-------- Passage to read
How to Redact Data Leaks in Text using Python

Technical Articles

Review Cloudmersive's technical library.

4/15/2026 - Brian O'Neill

When we learn about data leaks in the news, the story we read is normally about hackers breaking into enterprise networks and extracting user information. In such cases, customer names, emails, phone numbers, social security numbers (SSNs), health insurance numbers (HINs), and myriad additional data types become the property of some unknown, untrusted entity, and dread builds for those affected as follow-up attacks on the customers themselves seem inevitable.

Network breaches might steal headlines, but they’re far from the only reason data leaks happen. Data leaks frequently follow a much more mundane path, beginning with judgement errors from internal employees/executives and ending with compliance violations and massive reputation loss for the company brand.

Thankfully, however, it doesn’t take quite as much heavy lifting to prevent internal data leaks as it does to defend a whole enterprise network against unpredictable attackers. We can simply implement a reliable Data Loss Prevention (DLP) solution and ask it to redact targeted instances of data leaks before that data leaves our applications/network.

That’s exactly how Cloudmersive DLP works. Like all Cloudmersive APIs, the DLP API is simple to implement, easy to use, and built to scale with enterprises of all shapes and sizes. It allows for custom detection by data type to accommodate a variety of different workflows, and it replaces leaked data with asterisks to eliminate the risk of compliance violations without severing communication entirely as a result.

In this article, we’ll walk through an example DLP API call using Python code examples taken directly from our Swagger page (you can find these examples here). Using Google Colab as our environment (Python 3), we’ll redact PII from an example text input, and we’ll show what the redacted text looks like when we get our API response back.

As a quick note, we’ll need a Cloudmersive API key to follow along with this walkthrough, and we can get one by creating a free account on the Cloudmersive website. That’ll give us a limit of 800 API calls per month with zero commitments, so we can see this API in action on a limited scale.
----------------
Instruction 1. Summarize the article in exactly two sentences.
Instruction 2. Turn the paragraph of the article that begins "That’s exactly how Cloudmersive DLP works" into a bulleted list that keeps its main facts.
Instruction 3.
Answer these questions using the article:
(a) Which environment does the walkthrough use?
(b) How many API calls per month does a free account allow?
(c) What does the DLP API replace leaked data with?
Rely only on the article itself for what comes next.
-------- Supplied information
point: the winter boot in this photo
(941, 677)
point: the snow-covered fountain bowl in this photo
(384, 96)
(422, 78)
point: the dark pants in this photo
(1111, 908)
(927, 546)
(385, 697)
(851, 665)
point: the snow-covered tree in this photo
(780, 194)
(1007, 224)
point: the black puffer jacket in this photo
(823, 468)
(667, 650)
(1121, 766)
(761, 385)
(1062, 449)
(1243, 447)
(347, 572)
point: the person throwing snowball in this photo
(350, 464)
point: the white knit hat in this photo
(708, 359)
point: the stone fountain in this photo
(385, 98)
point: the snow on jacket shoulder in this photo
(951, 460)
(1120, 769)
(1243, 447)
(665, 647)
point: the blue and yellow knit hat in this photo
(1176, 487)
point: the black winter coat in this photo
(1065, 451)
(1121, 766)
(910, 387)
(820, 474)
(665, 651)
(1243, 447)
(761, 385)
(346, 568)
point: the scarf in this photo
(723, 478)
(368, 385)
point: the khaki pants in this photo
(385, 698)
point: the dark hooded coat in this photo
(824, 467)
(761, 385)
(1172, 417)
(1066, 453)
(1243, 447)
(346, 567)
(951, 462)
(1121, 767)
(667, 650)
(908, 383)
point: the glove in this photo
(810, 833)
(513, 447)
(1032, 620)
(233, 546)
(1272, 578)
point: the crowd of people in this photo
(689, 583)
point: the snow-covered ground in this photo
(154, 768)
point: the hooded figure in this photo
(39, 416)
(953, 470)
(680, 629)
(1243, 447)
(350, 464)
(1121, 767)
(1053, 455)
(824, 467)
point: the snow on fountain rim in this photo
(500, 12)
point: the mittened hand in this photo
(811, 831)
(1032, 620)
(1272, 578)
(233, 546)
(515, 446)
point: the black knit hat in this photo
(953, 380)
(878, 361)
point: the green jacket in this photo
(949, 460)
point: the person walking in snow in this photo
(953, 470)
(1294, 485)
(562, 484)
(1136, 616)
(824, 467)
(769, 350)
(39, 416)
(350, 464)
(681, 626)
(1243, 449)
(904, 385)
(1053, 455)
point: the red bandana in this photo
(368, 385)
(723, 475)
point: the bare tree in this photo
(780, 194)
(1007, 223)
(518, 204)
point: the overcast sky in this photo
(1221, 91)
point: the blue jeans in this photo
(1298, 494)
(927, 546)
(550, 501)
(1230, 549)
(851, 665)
----------------
-------- Supplied information
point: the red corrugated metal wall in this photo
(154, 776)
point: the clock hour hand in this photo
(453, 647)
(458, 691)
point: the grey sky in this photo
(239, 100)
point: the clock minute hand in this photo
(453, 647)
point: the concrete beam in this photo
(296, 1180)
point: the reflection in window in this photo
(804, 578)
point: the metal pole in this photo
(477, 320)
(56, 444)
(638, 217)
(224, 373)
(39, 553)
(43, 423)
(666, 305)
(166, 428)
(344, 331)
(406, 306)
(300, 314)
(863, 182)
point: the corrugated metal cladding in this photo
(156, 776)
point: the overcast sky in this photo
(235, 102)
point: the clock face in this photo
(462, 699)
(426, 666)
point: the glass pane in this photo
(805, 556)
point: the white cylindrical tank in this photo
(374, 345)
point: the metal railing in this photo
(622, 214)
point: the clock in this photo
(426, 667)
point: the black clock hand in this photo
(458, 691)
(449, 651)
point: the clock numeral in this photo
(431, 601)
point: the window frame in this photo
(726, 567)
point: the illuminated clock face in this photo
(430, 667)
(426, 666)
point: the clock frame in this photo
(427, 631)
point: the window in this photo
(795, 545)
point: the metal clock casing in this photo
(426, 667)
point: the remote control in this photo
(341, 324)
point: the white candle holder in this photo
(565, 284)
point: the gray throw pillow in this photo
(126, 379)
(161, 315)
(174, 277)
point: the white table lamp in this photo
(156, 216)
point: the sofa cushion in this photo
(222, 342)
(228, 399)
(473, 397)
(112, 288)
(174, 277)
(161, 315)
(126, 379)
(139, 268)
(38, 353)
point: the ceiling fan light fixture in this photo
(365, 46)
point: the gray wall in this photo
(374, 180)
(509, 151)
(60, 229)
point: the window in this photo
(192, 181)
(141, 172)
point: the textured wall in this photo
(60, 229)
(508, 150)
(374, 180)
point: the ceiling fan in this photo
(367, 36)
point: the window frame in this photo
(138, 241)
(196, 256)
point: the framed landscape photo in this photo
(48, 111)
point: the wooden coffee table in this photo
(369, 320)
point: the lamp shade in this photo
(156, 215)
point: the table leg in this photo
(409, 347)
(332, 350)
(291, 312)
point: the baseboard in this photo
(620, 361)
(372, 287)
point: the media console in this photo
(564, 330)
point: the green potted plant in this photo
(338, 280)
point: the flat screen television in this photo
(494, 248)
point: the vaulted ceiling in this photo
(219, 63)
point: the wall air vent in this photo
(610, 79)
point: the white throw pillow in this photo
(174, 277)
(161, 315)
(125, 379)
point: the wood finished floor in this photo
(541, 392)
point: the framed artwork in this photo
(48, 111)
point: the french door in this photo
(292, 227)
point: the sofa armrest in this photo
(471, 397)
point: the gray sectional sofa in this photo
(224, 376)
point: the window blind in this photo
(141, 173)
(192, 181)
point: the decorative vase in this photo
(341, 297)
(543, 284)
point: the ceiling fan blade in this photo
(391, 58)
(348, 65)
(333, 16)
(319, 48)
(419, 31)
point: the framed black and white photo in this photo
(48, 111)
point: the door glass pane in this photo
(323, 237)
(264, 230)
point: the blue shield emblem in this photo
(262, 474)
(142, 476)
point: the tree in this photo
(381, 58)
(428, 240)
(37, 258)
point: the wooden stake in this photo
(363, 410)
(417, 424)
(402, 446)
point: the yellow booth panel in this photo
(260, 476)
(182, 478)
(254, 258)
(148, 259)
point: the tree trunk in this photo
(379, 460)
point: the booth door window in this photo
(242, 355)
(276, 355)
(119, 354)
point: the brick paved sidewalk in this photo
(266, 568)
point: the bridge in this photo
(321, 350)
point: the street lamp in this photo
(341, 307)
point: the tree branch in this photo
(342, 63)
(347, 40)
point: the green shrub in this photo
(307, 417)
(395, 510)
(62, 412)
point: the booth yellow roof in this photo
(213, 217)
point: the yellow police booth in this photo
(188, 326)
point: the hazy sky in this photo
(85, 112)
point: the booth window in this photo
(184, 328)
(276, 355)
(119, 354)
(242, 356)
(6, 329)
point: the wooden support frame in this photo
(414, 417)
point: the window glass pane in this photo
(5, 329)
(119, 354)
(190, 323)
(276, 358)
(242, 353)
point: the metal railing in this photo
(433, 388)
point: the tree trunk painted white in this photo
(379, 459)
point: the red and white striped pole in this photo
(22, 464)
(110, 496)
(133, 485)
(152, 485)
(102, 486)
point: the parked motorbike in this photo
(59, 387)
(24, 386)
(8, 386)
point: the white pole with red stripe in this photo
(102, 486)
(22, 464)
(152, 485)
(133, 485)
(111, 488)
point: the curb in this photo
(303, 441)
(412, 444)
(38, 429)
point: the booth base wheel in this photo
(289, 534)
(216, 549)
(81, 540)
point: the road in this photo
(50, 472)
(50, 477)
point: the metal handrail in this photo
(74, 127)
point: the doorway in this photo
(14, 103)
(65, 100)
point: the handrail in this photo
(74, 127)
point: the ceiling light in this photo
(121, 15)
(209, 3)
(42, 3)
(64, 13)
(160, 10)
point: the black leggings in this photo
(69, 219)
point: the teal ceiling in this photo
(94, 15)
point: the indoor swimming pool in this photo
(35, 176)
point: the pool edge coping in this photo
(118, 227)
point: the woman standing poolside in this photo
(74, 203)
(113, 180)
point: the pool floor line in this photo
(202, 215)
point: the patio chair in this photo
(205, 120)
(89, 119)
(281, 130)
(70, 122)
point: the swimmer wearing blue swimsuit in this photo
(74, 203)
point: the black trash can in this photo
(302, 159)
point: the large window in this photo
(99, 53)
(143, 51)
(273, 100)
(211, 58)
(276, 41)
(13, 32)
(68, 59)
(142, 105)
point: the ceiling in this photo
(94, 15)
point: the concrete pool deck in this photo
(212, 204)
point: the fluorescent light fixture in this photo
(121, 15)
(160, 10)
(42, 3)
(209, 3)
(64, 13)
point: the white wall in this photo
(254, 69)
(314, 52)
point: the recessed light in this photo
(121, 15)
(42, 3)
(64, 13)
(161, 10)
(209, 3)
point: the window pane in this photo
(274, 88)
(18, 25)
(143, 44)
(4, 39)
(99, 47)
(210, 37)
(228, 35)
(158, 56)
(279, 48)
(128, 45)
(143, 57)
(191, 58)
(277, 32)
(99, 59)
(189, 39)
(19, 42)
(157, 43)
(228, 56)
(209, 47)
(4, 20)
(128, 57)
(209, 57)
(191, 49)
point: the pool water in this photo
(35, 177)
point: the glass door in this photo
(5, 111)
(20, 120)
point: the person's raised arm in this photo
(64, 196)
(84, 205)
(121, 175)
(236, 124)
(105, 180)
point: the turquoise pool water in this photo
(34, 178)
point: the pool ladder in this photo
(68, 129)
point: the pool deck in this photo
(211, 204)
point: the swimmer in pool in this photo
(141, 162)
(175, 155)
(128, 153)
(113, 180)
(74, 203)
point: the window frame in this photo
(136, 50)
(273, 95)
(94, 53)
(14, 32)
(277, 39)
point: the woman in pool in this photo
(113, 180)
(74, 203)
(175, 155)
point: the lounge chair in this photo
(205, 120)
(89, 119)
----------------
Written solution 1. Data leaks often begin not with network breaches but with judgment errors by employees or executives, and they end in compliance violations and reputation loss; a Data Loss Prevention solution can redact targeted data before it leaves an application or network. Cloudmersive's DLP API replaces leaked data with asterisks, and the article sets up a Python walkthrough in Google Colab that requires an API key from a free account allowing 800 calls per month.

Written solution 2.
- Like all Cloudmersive APIs, the DLP API is simple to implement and easy to use.
- It is built to scale with enterprises of all shapes and sizes.
- It allows custom detection by data type to fit different workflows.
- It replaces leaked data with asterisks, which removes the risk of compliance violations without cutting off communication entirely.

Written solution 3.
(a) Google Colab (Python 3)
(b) 800
(c) Asterisks